══ Selection

Normalising the y axis of the 1D hist Pdfs diagonals to unity! #86

sultan-hassan · 2016-09-27T18:33:53Z

1 - Is there any quick way to do this with corner? if not, then its unclear how to use this with weights, what is the shape of weights! because in the documents its written [nsmaples,] isn't should be [nsamples,ndim] as the same shape of x the sample array?

2 - whenever I try using weights, it gives: TypeError: hist() got multiple values for keyword argument 'weights'

Thanks in advance for your help.

kbarbary · 2016-09-27T20:23:38Z

Regarding weights, a single weight applies to a single sample (a single sample being a position in an n-dimensional space). So, weights[i] is the weight for the sample samples[i, :]. It wouldn't make sense to have different weights for different dimensions of a single sample.

sultan-hassan · 2016-09-27T20:43:11Z

Thank you very much for that. So how do I creat such a weight to normalize the y axis of the diagonal 1D PDFs for my sample.
Lets assume that my sample has a shape of (1000, 3) so the corresponding wieghts should be (1000), right? so I am confused on how to construct such a weight to do the normalization.

kbarbary · 2016-09-27T20:59:40Z

I'm a bit confused: I thought the y axis of the diagonals are not labelled anyway, so I don't see what normalizing these 1-d PDFs would do (other than perhaps change the y axis tick locations, which don't mean much).

Maybe you're using an option to get y labels on the diagonals, or maybe defaults have changed since I last looked at it?

sultan-hassan · 2016-09-27T21:21:12Z

Let me explain more. I am over plotting two samples on top of each other so without normalizing, you cant clearly see the pdfs of the two samples on the 1D pdf hist diagonals.
If you see the attached plot, I want to normalize the red and blue so then I can have them in the same length.

kbarbary · 2016-09-27T21:54:26Z

Ah, I didn't understand that you were plotting two sets of samples.

════
══ Provided material

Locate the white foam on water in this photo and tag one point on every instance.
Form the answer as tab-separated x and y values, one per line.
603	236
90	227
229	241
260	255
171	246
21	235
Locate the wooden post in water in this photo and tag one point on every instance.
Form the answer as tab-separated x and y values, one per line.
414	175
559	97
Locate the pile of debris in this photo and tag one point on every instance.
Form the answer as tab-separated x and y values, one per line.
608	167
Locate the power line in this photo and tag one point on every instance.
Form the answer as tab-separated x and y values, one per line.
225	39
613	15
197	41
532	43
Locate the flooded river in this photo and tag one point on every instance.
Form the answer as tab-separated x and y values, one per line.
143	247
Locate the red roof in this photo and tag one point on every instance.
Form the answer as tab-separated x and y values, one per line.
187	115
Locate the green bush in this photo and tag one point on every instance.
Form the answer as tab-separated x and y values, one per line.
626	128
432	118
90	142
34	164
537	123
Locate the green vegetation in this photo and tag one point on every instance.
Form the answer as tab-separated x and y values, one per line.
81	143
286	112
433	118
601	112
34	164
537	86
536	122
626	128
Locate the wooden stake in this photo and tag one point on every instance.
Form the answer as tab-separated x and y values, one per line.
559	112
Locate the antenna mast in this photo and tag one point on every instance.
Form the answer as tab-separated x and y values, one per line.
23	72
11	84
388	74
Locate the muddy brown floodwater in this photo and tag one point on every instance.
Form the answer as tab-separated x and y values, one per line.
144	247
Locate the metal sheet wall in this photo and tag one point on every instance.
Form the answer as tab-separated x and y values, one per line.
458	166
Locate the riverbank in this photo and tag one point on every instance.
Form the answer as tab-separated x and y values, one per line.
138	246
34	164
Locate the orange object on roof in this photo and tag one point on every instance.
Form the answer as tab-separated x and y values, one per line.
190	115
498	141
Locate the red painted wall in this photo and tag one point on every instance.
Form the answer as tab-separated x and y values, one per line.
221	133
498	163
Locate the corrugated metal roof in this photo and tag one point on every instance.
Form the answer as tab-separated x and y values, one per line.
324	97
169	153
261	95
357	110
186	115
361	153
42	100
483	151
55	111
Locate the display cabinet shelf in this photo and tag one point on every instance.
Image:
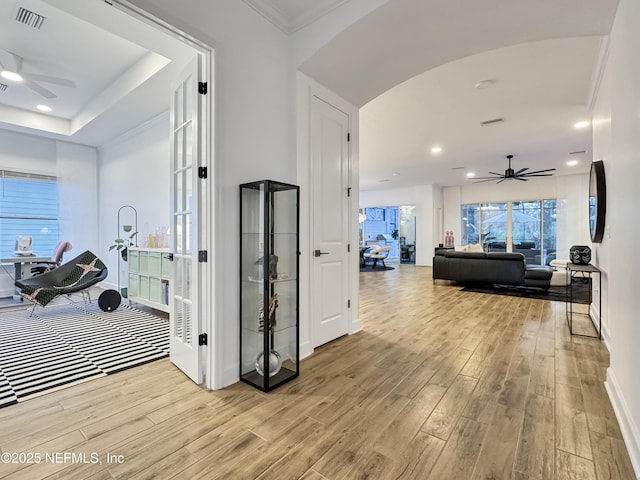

════

- Problem set -
(a) In the forum thread, rewrite the passage from "1 - Is there" up to and including "for your help.", replacing "TypeError" with "ValueError".
(b) In the forum thread, which sample is weights[i] the weight for?
(c) Carry the forum thread forward from its last post.

- Results of the exercise -
(a)
1 - Is there any quick way to do this with corner? if not, then its unclear how to use this with weights, what is the shape of weights! because in the documents its written [nsmaples,] isn't should be [nsamples,ndim] as the same shape of x the sample array?

2 - whenever I try using weights, it gives: ValueError: hist() got multiple values for keyword argument 'weights'

Thanks in advance for your help.

(b) The sample samples[i, :].

(c)
Dan will know better, but I think passing a weight array will indeed affect the relative scaling of the two sets of samples. Assuming you have 1000 samples, try passing 2.0 * np.ones(1000) for weights for one set and np.ones(1000) for the other set and see if it changes the relative scaling.

sultan-hassan · 2016-09-27T23:05:17Z

Yes it does change scaling but it would be great to find out something consistent to use for all samples such that the sum under the PDF is equal to one or any way to normalize them without playing randomly, 2.0 * np.ones(1000) if not then 3.0 * np.ones(1000) ...etc. thanks for helping out.

kbarbary · 2016-09-28T00:24:20Z

Is the problem that the two sets have different numbers of samples? If so, setting weights=np.ones(nsamples)/nsamples for each set should make the areas under the PDF the same regardless of the value of nsamples.

sultan-hassan · 2016-09-28T03:31:12Z

The nsmaples is the same! and I tried this but it doesn't help. There must be a way :( I will keep playing around, let me know if you find something.

dfm · 2016-09-28T15:57:44Z

If nsamples is the same then it is normalized! The integral under each of those histograms is the same.

drphilmarshall · 2016-09-28T18:27:31Z

Agreed - the blue and red histograms look like good approximations to
normalized PDFs to me!

On Wed, Sep 28, 2016 at 8:57 AM, Dan Foreman-Mackey <
notifications@github.com> wrote:

If nsamples is the same then it is normalized! The integral under each
of those histograms is the same.

—
You are receiving this because you are subscribed to this thread.
Reply to this email directly, view it on GitHub
#86 (comment), or mute
the thread
https://github.com/notifications/unsubscribe-auth/AArY9xsEl0RhvOGsOR6s8_o2moi4Nf05ks5quo54gaJpZM4KIAYE
.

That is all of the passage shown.